> [EXCERPT TO READ]
....................
When I say full ROM, I'm happy with a parallel depth squat (Femur parallel).  A lot of people have trouble with that.


----------



## zl214 (May 12, 2007)

Witchblade said:


> If you need it, go ahead.
> 
> On a sidenote: how can you improve your ROM in the squat? What to stretch specifically etc.




I am now able to go really low (ATG) on squats after doing box squating for a while.

I know box squating has a smaller ROM, but it seems to help me "sit into" a squat more (if that makes sense), therefore, going lower.

The other recommedation I want to make is snatch/overhead squats. they make you to keep your centre of mass lower and back more during the movement, and this can help you squat lower. but ont be too hasty, start with an empty bar and work on the technique.


----------



## MCx2 (May 12, 2007)

KelJu said:


> Also, spreading your legs seem to train more glutes and hips for power, while shoulder width feet seem to build quads and back more for bodybuilding.



Spreading my legs seemed to help me get deeper in the squat too. Over time I have been able to close the gap. That along with shoes with flat soles. 

I was squatting in running shoes and I couldn't for the life of me stay back on my heels, OR get to parallel without major knee discomfort. Got some Chucks, spread my legs a bit and I'm bellow parallel now.


----------



## danny81 (May 12, 2007)

o alright thanks


----------



## depaul (May 12, 2007)

Witchblade said:


> If you need it, go ahead.
> 
> On a sidenote: how can you improve your ROM in the squat? What to stretch specifically etc.



Doing wall squats (static hold for 2 minutes) really helped me get used to going all the way down, and may have given me some more strength in that position.


----------



## fUnc17 (May 12, 2007)

depaul said:


> Doing wall squats (static hold for 2 minutes) really helped me get used to going all the way down, and may have given me some more strength in that position.
....................
> [DATA]
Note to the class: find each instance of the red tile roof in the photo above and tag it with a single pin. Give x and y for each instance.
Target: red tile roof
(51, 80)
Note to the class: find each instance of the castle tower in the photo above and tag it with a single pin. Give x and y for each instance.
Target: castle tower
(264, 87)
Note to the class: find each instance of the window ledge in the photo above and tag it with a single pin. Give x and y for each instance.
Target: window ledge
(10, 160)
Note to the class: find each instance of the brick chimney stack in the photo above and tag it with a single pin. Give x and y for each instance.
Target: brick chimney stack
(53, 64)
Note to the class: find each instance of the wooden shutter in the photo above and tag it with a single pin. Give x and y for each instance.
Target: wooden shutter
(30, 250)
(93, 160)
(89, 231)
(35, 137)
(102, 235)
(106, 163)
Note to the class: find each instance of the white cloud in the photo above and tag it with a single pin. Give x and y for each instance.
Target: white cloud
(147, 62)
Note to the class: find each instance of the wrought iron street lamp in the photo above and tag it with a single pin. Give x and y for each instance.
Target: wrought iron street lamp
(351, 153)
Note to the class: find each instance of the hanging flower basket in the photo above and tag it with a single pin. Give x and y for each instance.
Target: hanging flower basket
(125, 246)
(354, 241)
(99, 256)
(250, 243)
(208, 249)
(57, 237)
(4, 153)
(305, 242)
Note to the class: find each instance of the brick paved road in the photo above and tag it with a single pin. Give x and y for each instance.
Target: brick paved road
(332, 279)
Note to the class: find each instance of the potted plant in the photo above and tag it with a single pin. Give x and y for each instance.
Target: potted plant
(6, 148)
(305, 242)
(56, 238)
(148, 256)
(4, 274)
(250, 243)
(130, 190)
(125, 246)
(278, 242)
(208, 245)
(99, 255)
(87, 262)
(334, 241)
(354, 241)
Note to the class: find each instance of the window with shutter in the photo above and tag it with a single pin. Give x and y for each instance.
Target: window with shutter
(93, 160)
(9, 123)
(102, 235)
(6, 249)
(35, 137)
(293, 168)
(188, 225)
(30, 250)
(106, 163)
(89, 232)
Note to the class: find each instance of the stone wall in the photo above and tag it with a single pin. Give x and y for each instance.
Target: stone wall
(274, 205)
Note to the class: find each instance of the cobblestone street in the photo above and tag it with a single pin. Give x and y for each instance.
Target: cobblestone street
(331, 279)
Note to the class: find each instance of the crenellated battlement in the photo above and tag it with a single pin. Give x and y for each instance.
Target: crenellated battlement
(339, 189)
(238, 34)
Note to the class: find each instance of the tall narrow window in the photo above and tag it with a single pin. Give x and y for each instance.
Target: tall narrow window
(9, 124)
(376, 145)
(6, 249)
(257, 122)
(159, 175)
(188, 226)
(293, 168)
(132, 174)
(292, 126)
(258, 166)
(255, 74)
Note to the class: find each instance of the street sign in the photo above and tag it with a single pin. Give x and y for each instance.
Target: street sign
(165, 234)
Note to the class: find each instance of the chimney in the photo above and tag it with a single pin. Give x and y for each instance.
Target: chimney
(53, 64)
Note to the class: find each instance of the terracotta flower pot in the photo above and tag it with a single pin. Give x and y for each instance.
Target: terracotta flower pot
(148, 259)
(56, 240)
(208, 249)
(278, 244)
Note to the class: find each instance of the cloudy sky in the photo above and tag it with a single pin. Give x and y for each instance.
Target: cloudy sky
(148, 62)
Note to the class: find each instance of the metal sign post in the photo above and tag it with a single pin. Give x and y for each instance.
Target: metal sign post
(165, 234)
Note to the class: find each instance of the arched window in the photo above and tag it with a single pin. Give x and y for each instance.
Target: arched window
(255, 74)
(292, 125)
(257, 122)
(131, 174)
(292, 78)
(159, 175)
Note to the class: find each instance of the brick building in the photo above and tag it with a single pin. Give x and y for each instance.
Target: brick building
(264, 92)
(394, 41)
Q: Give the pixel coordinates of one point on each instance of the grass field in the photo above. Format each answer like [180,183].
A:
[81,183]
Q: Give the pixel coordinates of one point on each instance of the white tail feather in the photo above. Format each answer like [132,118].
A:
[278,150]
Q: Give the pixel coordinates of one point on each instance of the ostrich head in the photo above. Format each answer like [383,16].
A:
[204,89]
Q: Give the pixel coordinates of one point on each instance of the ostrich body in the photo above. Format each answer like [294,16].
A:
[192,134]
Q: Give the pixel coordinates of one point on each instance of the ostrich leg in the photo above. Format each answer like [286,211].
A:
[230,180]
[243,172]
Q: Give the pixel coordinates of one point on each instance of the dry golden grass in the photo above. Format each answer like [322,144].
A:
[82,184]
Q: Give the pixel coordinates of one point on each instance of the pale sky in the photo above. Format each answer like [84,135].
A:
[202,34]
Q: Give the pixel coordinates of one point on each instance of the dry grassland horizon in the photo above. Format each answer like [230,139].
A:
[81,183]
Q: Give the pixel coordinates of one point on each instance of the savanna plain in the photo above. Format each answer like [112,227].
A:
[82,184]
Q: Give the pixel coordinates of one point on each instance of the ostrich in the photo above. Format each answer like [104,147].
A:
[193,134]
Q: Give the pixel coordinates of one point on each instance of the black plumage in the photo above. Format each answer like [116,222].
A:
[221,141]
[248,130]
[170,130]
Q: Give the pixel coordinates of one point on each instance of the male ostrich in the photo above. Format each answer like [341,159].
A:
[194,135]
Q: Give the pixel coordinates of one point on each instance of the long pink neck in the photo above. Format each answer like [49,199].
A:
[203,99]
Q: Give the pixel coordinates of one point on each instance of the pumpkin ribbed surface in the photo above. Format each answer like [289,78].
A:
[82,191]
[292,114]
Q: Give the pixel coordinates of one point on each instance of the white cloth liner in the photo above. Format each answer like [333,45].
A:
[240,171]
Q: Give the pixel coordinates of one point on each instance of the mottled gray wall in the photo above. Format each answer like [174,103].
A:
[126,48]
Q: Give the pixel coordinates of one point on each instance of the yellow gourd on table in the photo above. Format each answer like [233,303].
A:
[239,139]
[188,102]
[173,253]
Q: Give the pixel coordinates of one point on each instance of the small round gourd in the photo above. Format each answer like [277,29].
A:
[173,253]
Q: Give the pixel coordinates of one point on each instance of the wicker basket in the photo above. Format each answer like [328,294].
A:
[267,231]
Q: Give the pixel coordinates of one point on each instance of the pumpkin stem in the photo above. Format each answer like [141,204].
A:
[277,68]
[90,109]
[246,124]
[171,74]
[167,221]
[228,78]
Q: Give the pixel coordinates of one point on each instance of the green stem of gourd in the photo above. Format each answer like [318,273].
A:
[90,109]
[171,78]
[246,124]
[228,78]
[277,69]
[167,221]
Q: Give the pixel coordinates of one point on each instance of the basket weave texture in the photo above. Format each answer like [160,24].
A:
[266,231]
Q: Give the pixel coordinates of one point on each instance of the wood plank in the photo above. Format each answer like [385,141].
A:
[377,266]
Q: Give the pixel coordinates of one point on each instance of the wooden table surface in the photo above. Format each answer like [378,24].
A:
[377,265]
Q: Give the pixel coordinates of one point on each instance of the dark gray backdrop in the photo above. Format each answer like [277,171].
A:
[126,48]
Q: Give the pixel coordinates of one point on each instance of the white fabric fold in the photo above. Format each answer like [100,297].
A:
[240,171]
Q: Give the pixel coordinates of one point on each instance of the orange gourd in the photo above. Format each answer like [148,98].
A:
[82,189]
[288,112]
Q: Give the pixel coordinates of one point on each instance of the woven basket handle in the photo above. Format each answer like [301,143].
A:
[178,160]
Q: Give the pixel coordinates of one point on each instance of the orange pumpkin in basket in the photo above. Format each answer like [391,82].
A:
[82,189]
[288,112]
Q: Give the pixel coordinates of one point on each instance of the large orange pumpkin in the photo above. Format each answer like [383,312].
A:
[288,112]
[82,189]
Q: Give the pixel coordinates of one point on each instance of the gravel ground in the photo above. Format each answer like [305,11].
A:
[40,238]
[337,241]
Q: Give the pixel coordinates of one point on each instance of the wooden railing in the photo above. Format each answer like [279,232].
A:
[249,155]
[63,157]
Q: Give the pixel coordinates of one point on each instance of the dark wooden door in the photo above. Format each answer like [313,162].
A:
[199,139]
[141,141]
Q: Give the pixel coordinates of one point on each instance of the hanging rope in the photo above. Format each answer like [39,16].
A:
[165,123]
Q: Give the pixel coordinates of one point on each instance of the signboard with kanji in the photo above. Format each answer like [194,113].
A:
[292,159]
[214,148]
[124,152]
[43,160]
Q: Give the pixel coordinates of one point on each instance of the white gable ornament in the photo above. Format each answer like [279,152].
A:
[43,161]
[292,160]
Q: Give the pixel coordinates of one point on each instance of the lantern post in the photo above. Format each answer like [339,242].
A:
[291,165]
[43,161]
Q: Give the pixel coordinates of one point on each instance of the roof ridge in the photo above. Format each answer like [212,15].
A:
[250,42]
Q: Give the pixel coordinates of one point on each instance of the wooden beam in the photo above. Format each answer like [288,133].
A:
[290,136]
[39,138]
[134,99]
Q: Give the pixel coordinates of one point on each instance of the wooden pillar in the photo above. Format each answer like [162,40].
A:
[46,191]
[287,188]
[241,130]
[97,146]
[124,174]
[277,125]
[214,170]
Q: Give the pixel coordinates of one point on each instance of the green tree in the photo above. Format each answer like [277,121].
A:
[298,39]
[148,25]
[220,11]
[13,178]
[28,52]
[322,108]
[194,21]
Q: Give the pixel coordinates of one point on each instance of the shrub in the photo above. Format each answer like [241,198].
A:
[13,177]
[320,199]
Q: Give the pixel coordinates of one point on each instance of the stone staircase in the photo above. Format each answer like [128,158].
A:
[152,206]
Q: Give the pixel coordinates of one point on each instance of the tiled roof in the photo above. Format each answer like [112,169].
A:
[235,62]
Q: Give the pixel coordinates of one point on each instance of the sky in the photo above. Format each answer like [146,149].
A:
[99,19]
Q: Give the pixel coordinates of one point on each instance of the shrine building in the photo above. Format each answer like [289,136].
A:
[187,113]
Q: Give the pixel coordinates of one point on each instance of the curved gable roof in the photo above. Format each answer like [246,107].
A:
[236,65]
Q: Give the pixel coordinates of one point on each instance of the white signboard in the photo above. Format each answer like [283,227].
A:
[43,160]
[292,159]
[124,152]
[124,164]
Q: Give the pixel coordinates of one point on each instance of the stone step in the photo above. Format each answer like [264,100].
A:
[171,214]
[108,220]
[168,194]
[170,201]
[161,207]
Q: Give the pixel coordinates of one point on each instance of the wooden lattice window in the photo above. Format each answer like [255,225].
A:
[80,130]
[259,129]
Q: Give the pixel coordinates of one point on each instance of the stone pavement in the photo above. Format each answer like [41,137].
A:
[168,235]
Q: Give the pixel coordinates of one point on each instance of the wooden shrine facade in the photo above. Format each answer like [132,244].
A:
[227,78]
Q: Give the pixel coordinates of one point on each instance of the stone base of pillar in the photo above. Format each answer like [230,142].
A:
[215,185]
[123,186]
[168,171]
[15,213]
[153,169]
....................
> [ACTIONS TO TAKE]
1 – Substitute "cross-trainers" for "running shoes" in the squat thread from "I was squatting" to "bellow parallel now.", and give that part again.
2 – Resume the squat thread from where it stops.

> [ANSWERS]
1 –
I was squatting in cross-trainers and I couldn't for the life of me stay back on my heels, OR get to parallel without major knee discomfort. Got some Chucks, spread my legs a bit and I'm bellow parallel now.

2 –
Yes, wall squats are great. At different stances too. Just make sure your knees track your ankles and you stick your chest out. Also try moving around when your in the bottom position (rotationaly). It'll help your squat depth tremendously


----------



## VILBAUGH (May 14, 2007)

mastering the overhead squat will improve all squatting dramatically
CrossFit Exercises


----------



## Valias (May 14, 2007)

I use to train squats and deadlifts three times a week, i saw the greatest improvements ever - then i burned my backout and havn't squat heavy in 6 months or so. I've been working it back in and instead of extremely heavy reps where i go maybe parrallel i've been using maybe 190 pounds and practically sitting down with it, and yeah i feel it in my entire thigh and not just my quads. I like it this way as it feels like i'm doing more work in less time.


----------



## Duncans Donuts (May 14, 2007)

tight calves cause heel elevation.  as the angle of the hamstring changes as you squat, if you have inflexible calves, the calf pulls up the heel like a rope.


----------



## Duncans Donuts (May 14, 2007)

Quite honestly, go as deep as you can, and work on flexibility.  Not everbody can go further than parallel.  Which is fine, really.


----------



## VILBAUGH (May 15, 2007)

Valias said:


> I use to train squats and deadlifts three times a week, i saw the greatest improvements ever - then i burned my backout and havn't squat heavy in 6 months or so. I've been working it back in and instead of extremely heavy reps where i go maybe parrallel i've been using maybe 190 pounds and practically sitting down with it, and yeah i feel it in my entire thigh and not just my quads. I like it this way as it feels like i'm doing more work in less time.




I think your burn out may have been to over training. 
train smart, these movements are essential and should be the basis for all fitness. They should make you stronger not make you crippled.
The glutes are the biggest and most powerful muscle in the body...with proper form they should be fully engaged.


----------



## Rubes (May 15, 2007)

so going past parallel is good?


----------



## Double D (May 15, 2007)

Yes it is good, but I am in agreement with Duncan it you dont have to.

My flexibility was great for years. I took a 6 month period off and it seemed like my tendons and muscles said hey what the fuck are you doing? And decided to get super tight. I had to use the plate under my feet to start back about 6 years ago. But I constantly static stretched (before, yes I said before, and after workouts). Many people will say dont static stretch before and I would agree, unless you have some type of muscle imbalance or tightness that effects the lift itself.


----------



## Duncans Donuts (May 15, 2007)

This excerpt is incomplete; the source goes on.